* **GIVEN REQUEST**:
Convert the lines starting with the one that contains "boy wearing blue" and going on through the one that contains "[0,0,562,421]" into a JSON list of strings, one string per line, leaving out any blank lines.

* **EXTRACTED MATERIAL**:

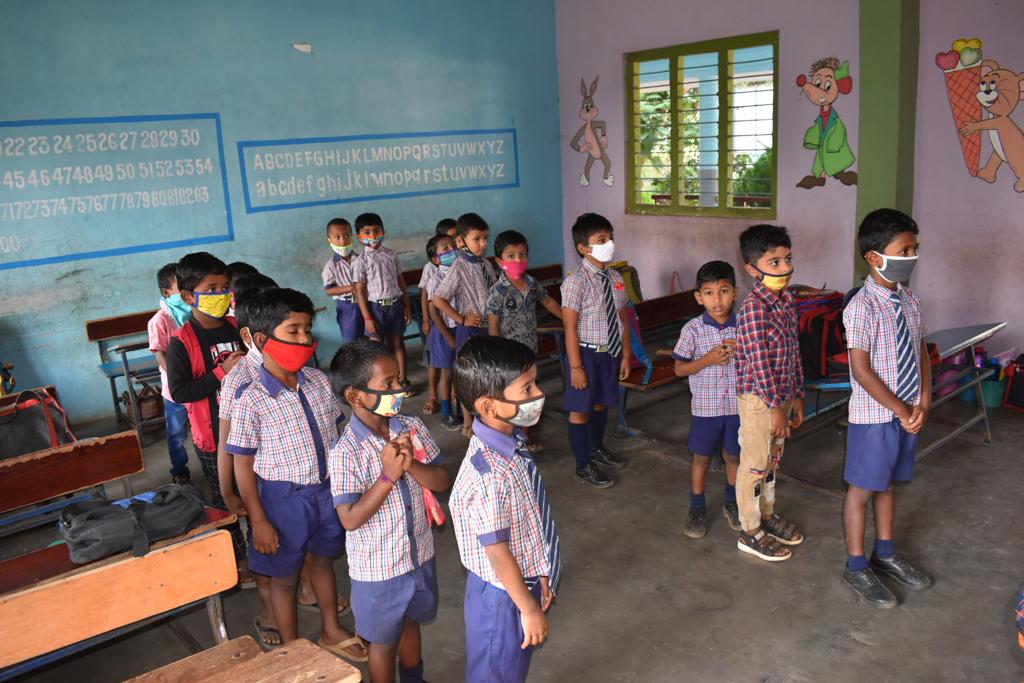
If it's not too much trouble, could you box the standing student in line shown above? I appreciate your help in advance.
[352,213,413,396]
[562,213,633,488]
[843,209,932,607]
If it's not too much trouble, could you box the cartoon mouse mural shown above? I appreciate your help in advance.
[797,57,857,189]
[569,76,615,187]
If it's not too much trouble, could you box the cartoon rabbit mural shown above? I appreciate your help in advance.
[569,76,615,187]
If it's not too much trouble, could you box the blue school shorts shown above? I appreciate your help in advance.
[464,571,541,683]
[565,346,622,414]
[689,415,739,457]
[249,477,345,579]
[349,558,437,645]
[843,420,918,492]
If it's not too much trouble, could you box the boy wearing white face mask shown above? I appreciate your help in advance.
[562,213,633,488]
[843,209,932,607]
[328,340,452,683]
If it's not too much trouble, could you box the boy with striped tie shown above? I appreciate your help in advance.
[843,209,932,607]
[449,336,561,683]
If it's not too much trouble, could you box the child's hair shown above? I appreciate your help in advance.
[246,287,315,337]
[327,218,352,234]
[697,261,736,290]
[455,213,490,238]
[157,263,178,290]
[857,209,918,256]
[739,223,793,263]
[572,213,615,246]
[331,339,394,398]
[174,251,227,292]
[355,213,384,232]
[452,336,537,411]
[495,230,529,258]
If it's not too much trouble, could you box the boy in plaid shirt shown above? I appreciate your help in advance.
[736,225,804,562]
[843,209,932,607]
[672,261,740,539]
[328,340,452,683]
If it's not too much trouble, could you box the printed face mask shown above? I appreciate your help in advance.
[193,290,231,317]
[874,252,919,283]
[262,337,316,373]
[590,240,615,263]
[359,387,406,418]
[496,394,545,427]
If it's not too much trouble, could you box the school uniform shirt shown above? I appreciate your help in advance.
[736,281,804,408]
[167,318,242,453]
[672,311,738,418]
[328,415,444,581]
[434,250,498,326]
[449,420,551,589]
[487,270,549,353]
[352,245,402,301]
[321,254,359,301]
[225,366,344,485]
[562,259,630,346]
[843,278,928,424]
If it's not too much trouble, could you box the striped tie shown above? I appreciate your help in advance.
[598,268,623,355]
[516,439,562,594]
[889,294,920,403]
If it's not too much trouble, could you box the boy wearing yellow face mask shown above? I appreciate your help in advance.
[736,225,804,562]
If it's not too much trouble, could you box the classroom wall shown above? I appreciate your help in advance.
[913,0,1024,352]
[556,0,859,298]
[0,0,562,422]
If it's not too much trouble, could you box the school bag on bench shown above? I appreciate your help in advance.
[58,483,203,564]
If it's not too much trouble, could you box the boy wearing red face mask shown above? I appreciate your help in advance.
[226,289,367,661]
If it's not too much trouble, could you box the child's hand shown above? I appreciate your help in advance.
[519,605,548,649]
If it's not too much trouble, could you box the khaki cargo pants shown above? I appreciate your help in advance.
[736,393,793,531]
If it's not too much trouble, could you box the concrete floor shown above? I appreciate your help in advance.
[8,358,1024,683]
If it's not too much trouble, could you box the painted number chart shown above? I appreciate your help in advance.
[0,114,232,269]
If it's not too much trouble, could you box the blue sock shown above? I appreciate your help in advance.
[725,483,736,503]
[587,411,608,453]
[846,555,867,571]
[569,422,590,470]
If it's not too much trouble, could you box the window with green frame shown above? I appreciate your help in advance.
[626,32,778,218]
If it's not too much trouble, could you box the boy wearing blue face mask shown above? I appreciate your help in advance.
[843,209,932,607]
[328,340,452,683]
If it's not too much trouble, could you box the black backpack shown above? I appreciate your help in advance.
[59,483,203,564]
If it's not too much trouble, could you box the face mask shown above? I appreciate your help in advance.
[359,388,406,418]
[262,337,316,373]
[193,290,231,317]
[327,240,352,258]
[590,240,615,263]
[874,252,919,283]
[496,394,545,427]
[164,294,191,328]
[437,249,459,265]
[498,261,529,280]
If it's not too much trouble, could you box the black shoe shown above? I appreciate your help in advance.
[871,554,932,591]
[683,508,708,539]
[577,463,615,488]
[843,566,896,608]
[590,447,626,470]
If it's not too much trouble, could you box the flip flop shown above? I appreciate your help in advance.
[316,636,370,664]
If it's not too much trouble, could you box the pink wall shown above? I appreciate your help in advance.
[556,0,859,297]
[914,0,1024,351]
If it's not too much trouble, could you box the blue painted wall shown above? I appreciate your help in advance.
[0,0,562,421]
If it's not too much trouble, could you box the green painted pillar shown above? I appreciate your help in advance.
[853,0,921,285]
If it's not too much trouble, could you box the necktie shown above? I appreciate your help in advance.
[598,268,623,355]
[516,440,562,594]
[889,294,920,403]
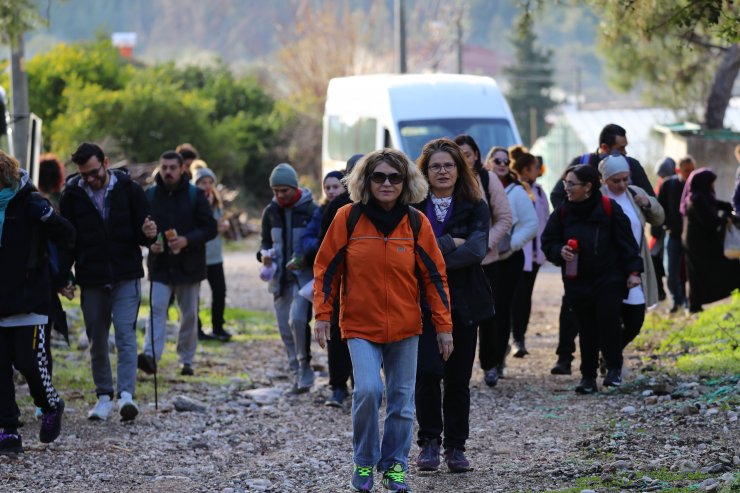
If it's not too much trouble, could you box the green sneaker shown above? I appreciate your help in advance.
[383,462,411,493]
[349,464,373,493]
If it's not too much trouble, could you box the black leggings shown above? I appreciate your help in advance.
[511,262,540,342]
[622,303,645,349]
[0,325,59,430]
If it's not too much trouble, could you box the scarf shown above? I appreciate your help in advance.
[0,186,17,245]
[362,197,409,236]
[277,188,303,209]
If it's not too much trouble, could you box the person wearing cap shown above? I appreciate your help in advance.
[599,156,665,368]
[658,155,696,313]
[542,164,644,394]
[190,165,231,342]
[649,156,676,301]
[257,163,316,394]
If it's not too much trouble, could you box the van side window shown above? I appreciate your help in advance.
[327,115,378,161]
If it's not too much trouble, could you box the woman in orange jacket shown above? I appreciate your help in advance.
[314,149,452,492]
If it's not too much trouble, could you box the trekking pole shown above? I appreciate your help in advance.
[149,273,159,411]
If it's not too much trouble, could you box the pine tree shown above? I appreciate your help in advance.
[504,12,555,146]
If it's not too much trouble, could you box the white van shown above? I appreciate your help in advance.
[321,74,521,175]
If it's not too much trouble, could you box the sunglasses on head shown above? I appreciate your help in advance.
[370,171,404,185]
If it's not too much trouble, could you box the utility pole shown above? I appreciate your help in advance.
[456,7,463,74]
[10,34,30,169]
[394,0,406,74]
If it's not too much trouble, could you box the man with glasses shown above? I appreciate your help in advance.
[550,123,655,375]
[59,142,157,421]
[257,163,316,394]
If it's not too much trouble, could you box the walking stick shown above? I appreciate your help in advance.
[149,273,159,411]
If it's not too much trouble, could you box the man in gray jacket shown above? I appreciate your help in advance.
[257,163,316,393]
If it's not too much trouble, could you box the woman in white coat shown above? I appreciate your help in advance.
[481,147,537,387]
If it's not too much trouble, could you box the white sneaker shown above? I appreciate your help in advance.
[118,392,139,421]
[87,395,113,421]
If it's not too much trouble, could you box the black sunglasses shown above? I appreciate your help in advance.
[370,171,404,185]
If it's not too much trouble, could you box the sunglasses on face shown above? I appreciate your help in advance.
[80,164,103,178]
[370,171,404,185]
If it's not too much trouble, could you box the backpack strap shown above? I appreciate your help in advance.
[601,195,612,217]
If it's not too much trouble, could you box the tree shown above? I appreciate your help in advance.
[504,8,555,146]
[590,0,740,129]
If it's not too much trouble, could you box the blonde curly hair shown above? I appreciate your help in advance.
[346,148,429,205]
[0,151,21,188]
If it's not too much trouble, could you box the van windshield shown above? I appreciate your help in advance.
[398,118,519,160]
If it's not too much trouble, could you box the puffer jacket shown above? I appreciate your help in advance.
[314,205,452,344]
[257,188,316,297]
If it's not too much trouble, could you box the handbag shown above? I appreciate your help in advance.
[724,220,740,259]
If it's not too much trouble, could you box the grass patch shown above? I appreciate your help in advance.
[635,291,740,375]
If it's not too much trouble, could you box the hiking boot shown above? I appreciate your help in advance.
[349,464,373,493]
[0,428,23,455]
[550,359,571,375]
[483,366,498,387]
[576,377,599,395]
[324,387,349,407]
[39,397,64,443]
[383,462,411,493]
[118,392,139,421]
[416,440,439,471]
[136,353,156,375]
[604,368,622,387]
[198,329,215,341]
[512,341,529,358]
[298,363,314,393]
[445,448,473,472]
[211,329,231,342]
[87,395,113,421]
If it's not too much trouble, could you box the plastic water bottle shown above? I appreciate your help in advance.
[565,238,578,279]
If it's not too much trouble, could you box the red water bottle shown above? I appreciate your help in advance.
[565,238,578,279]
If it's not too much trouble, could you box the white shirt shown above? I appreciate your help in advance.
[606,188,645,305]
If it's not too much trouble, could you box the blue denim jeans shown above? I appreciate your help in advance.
[347,336,419,471]
[666,235,686,307]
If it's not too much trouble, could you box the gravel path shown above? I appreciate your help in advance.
[0,253,740,493]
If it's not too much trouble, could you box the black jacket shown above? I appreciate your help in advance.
[542,191,644,299]
[147,174,218,284]
[414,198,493,326]
[550,153,655,210]
[59,170,151,286]
[658,176,686,239]
[0,173,75,318]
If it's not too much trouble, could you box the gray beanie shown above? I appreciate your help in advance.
[270,163,298,188]
[655,156,676,178]
[190,168,216,185]
[599,154,630,180]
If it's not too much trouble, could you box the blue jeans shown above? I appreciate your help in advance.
[347,336,419,471]
[666,235,686,307]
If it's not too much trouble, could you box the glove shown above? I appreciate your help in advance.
[28,200,54,221]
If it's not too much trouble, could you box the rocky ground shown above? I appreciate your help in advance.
[0,253,740,493]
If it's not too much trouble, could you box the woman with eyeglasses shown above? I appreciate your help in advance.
[542,164,644,394]
[599,155,665,378]
[480,147,537,387]
[314,149,453,492]
[415,138,493,472]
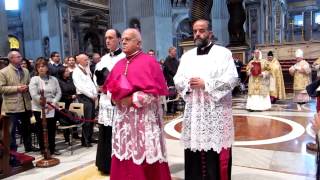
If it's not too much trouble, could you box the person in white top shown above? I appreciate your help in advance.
[72,53,98,147]
[93,29,125,174]
[174,19,238,180]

* **SOLUTION**:
[
  "If it's not too much trouble, could you box the boy wearing blue face mask shown above? I appreciate your help in advance.",
  "[843,209,932,607]",
  "[328,340,452,683]",
  "If it's not too much trouble, could you box the black backpack shown above? I appreciate your help in advance.",
  "[59,483,203,564]",
  "If it's not too much trouble, could you box the face mask shown above? I appreciate your help in advance.",
  "[359,388,406,418]",
  "[262,337,316,373]",
  "[193,290,231,317]",
  "[327,240,352,258]",
  "[590,240,615,263]",
  "[874,252,919,283]",
  "[496,394,545,427]",
  "[164,294,191,328]",
  "[437,249,459,265]",
  "[498,261,529,280]",
  "If it's not too much trouble, could you box the black shoe shown above? I appreciate your help in advance.",
  "[871,554,932,591]",
  "[683,508,708,539]",
  "[577,463,615,488]",
  "[843,566,896,608]",
  "[590,447,626,470]",
  "If it's not too much trouble, could you box the flip flop shown above? I appreciate your help in advance.",
  "[316,636,370,664]",
  "If it's not too much trouble, could you box the pink wall shown above? I appreciate your help in advance.",
  "[556,0,859,297]",
  "[914,0,1024,351]",
  "If it's not too much trouble, could you box the blue painted wall shown above? I appreciate your help in advance.",
  "[0,0,562,421]"
]